(Records)
* start *

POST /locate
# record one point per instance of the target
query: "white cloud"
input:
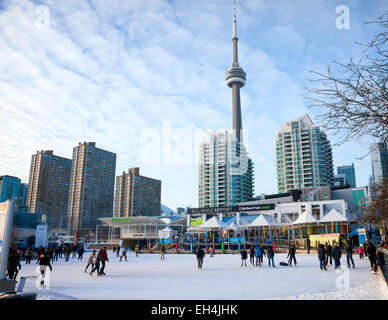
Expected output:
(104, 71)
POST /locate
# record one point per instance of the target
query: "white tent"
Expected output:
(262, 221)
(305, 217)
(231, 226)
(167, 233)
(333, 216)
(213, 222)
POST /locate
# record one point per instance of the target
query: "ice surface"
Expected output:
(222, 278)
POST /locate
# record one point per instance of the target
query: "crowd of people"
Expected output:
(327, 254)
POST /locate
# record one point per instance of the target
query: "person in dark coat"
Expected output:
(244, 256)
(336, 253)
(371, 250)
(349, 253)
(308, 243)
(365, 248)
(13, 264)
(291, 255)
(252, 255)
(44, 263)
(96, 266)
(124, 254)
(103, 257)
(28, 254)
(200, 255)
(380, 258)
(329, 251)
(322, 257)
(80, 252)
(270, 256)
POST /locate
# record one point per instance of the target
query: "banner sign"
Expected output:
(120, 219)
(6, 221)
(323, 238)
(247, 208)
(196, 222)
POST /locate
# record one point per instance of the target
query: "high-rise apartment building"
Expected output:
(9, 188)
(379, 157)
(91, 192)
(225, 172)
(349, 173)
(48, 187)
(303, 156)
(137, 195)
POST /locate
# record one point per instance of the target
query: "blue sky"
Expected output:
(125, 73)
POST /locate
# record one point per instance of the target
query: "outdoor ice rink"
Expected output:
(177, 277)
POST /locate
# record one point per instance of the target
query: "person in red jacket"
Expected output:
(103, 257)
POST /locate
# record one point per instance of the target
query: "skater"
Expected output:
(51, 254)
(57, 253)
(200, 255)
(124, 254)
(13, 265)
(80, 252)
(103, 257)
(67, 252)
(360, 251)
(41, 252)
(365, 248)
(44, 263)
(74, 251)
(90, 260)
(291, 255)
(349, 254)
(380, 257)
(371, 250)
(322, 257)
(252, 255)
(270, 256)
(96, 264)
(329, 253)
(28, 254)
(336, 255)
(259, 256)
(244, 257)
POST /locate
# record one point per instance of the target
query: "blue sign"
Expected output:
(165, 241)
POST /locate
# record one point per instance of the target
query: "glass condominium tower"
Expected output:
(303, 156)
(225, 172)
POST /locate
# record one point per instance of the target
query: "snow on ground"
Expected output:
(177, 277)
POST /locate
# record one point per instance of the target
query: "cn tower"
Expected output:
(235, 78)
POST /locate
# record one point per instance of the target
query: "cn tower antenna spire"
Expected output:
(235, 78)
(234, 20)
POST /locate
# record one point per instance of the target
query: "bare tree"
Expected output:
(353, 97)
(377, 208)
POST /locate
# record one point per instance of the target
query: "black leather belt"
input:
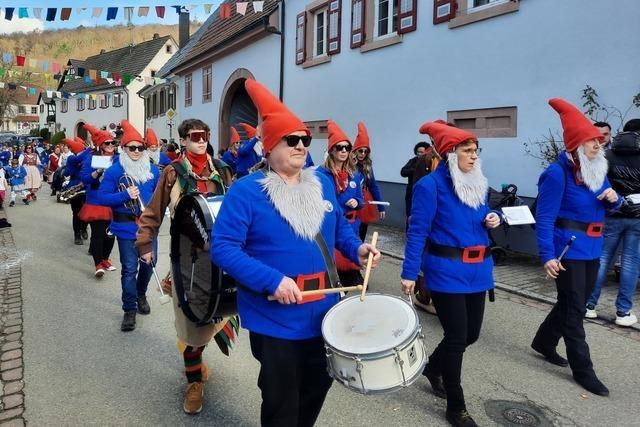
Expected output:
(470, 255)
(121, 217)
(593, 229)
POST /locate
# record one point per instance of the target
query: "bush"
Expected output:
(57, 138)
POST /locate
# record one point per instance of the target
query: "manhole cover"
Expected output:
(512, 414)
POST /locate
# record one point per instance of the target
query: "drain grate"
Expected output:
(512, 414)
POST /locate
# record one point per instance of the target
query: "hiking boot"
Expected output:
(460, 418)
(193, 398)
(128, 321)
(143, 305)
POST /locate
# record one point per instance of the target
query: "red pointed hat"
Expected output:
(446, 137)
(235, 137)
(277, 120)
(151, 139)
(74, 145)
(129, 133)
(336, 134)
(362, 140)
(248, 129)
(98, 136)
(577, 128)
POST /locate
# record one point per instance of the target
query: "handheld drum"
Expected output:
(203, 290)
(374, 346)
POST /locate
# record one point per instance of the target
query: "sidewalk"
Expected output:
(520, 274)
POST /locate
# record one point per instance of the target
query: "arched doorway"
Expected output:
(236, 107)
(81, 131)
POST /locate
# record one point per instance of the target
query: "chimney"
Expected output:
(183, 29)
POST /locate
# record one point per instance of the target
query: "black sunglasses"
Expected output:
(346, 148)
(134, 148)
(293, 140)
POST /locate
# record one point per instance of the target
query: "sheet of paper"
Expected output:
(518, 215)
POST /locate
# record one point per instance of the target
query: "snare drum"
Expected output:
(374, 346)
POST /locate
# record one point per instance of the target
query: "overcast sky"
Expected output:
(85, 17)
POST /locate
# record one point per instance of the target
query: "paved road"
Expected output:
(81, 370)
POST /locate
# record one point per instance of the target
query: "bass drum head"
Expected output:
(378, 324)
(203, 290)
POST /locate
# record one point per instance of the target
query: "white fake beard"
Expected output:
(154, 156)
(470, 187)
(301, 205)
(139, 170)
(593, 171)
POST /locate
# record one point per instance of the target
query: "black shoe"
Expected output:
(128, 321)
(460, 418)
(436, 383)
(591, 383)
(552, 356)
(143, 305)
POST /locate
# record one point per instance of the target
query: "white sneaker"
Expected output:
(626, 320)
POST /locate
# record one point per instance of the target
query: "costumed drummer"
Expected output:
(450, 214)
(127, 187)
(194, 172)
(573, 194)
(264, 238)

* end *

**AIM**: Return every line of the records above that contains the string "tower", treating case as significant.

**SOLUTION FOR THIS PROBLEM**:
query: "glass condominium tower"
query: "cn tower"
query: "cn tower antenna spire"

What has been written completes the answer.